→ **What you should do**:
Your answer must match, word for word, the lines from the one holding "Query: white lace dress" through the final line below, with pictures excluded.

→ **Data shown**:
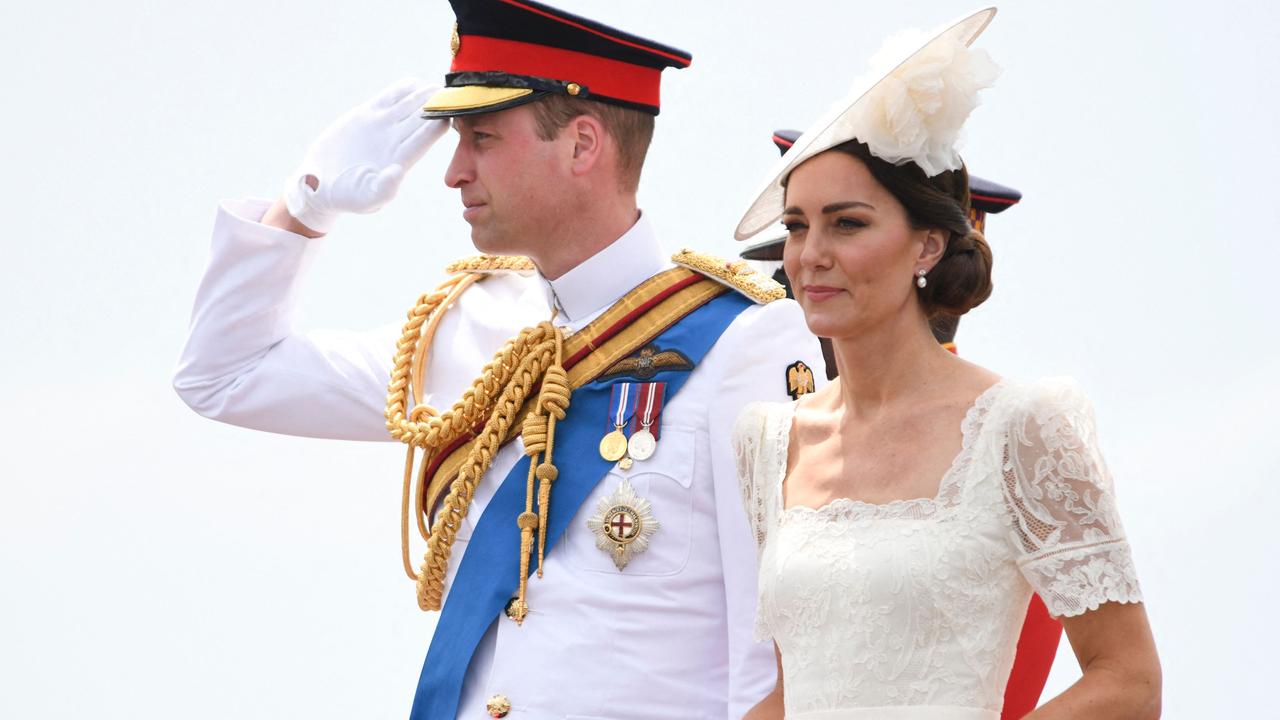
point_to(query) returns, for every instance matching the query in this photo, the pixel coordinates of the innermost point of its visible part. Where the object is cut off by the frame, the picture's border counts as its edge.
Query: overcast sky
(154, 564)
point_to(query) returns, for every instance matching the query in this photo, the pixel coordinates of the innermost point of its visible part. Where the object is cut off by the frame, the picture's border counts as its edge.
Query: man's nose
(461, 171)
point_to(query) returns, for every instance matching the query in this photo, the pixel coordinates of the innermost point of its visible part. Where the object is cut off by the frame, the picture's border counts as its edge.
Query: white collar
(599, 281)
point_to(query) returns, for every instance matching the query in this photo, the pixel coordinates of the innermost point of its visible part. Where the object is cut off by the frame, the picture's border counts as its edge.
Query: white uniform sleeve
(245, 364)
(750, 359)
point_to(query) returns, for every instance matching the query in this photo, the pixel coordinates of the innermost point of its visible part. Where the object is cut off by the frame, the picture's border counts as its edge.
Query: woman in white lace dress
(906, 511)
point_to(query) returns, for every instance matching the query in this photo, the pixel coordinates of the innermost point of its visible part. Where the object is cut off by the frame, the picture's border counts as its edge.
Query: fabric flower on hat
(917, 110)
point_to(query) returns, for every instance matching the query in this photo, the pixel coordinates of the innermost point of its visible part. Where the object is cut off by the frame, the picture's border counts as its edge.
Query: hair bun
(961, 279)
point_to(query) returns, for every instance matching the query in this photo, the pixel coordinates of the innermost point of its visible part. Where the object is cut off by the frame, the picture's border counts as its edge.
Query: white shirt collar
(599, 281)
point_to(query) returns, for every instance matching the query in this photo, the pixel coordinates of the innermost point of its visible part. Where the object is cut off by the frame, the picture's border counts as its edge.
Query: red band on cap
(600, 76)
(677, 59)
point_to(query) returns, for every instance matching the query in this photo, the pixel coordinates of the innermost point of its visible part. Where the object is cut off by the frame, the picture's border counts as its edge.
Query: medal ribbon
(622, 405)
(649, 408)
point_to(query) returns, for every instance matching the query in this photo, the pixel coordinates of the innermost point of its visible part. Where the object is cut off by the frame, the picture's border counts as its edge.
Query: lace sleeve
(1065, 528)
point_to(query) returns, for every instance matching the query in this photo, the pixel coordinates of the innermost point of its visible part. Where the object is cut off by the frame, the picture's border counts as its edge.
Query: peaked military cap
(984, 196)
(507, 53)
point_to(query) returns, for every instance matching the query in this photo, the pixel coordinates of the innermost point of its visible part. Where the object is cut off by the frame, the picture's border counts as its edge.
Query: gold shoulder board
(492, 264)
(736, 274)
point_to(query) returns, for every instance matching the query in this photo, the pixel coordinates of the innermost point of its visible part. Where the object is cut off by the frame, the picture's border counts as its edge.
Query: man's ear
(589, 141)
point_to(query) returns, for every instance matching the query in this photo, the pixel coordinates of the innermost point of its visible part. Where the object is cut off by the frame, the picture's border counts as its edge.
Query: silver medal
(641, 445)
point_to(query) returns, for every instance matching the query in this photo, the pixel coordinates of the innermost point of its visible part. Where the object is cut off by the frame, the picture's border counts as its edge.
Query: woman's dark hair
(961, 279)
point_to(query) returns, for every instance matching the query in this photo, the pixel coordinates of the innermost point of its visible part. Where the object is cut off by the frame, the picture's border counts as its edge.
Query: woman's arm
(1121, 673)
(771, 707)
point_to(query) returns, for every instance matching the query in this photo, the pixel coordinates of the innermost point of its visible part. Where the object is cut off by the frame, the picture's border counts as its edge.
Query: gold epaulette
(490, 264)
(736, 274)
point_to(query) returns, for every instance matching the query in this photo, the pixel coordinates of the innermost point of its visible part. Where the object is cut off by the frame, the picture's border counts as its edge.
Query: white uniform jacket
(667, 637)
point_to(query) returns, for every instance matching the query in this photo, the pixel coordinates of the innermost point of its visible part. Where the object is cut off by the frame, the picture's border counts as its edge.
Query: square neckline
(969, 425)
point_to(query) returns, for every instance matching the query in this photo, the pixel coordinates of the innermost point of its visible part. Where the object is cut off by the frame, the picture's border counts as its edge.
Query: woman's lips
(821, 292)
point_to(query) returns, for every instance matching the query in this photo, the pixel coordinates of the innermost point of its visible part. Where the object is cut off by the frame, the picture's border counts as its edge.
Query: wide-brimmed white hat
(908, 108)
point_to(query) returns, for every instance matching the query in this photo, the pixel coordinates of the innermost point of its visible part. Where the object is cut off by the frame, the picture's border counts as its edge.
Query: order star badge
(622, 524)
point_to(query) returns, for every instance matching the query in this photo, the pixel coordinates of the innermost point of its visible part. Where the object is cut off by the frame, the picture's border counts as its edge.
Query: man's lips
(470, 209)
(819, 292)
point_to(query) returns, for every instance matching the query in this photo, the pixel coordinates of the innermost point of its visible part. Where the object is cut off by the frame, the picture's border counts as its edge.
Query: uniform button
(498, 706)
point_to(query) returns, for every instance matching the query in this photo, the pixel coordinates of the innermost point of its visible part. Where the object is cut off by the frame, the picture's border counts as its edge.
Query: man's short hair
(631, 130)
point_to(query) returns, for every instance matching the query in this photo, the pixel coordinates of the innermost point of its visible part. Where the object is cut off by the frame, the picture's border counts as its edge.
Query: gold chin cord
(494, 400)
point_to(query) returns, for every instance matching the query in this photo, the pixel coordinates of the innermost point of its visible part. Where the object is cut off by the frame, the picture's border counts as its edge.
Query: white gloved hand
(359, 162)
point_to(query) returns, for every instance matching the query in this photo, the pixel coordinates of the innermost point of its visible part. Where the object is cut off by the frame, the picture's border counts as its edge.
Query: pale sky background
(154, 564)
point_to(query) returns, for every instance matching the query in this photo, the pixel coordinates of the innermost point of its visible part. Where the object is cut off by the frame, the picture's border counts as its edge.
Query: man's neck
(583, 235)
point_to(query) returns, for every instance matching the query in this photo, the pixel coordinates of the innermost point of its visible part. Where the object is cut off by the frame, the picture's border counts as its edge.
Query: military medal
(622, 405)
(644, 441)
(622, 524)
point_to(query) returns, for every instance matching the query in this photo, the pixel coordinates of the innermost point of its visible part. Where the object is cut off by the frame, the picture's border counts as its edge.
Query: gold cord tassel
(539, 436)
(496, 400)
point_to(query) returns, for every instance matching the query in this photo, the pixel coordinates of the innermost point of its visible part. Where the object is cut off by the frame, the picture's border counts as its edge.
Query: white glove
(359, 162)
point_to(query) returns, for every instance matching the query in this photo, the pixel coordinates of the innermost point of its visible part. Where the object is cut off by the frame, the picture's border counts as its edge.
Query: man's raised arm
(243, 363)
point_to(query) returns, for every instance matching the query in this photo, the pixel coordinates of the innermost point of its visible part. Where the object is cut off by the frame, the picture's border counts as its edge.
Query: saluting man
(565, 400)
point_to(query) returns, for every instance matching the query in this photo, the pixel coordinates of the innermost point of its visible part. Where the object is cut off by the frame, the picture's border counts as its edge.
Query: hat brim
(831, 130)
(767, 250)
(475, 99)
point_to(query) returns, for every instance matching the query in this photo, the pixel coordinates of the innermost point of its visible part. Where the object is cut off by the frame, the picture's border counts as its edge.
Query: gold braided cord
(522, 361)
(499, 402)
(552, 402)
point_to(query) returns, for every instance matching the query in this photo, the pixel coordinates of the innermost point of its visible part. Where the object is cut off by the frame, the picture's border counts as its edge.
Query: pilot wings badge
(622, 524)
(799, 379)
(648, 363)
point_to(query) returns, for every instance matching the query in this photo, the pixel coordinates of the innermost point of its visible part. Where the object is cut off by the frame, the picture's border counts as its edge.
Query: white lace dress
(912, 610)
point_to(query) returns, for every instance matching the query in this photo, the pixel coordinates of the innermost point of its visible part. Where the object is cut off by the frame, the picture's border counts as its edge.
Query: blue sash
(489, 573)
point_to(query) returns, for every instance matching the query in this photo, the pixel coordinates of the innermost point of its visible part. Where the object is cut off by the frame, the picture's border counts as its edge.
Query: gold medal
(613, 446)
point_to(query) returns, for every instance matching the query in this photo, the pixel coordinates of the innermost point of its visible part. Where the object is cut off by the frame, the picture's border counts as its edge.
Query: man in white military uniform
(644, 607)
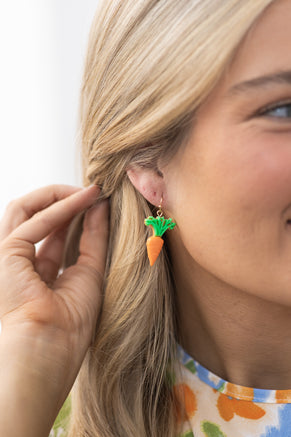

→ **Written solution**:
Query: white lace dress
(912, 610)
point_to(query) returns, for every instance matching the query in this photo, the pixel coordinates of the innermost point of its visible part. Where the object is cut off by the frame, the picture's border counts as its edge.
Query: blue sash
(489, 573)
point_to(query) returns, for every instance matching the query in this photo, the pixel coordinates of the innermost point of its visible part. Where the object is cut off by the frame, the picture's border counts as its edge.
Query: gold medal
(613, 446)
point_to(query) returns, for every instance matching the query in this photo, the pixel coordinates of the innermost point of its visible part. Where the object is cut off by the frame, the picture's border counts as its edge.
Query: man in white military uniform
(644, 607)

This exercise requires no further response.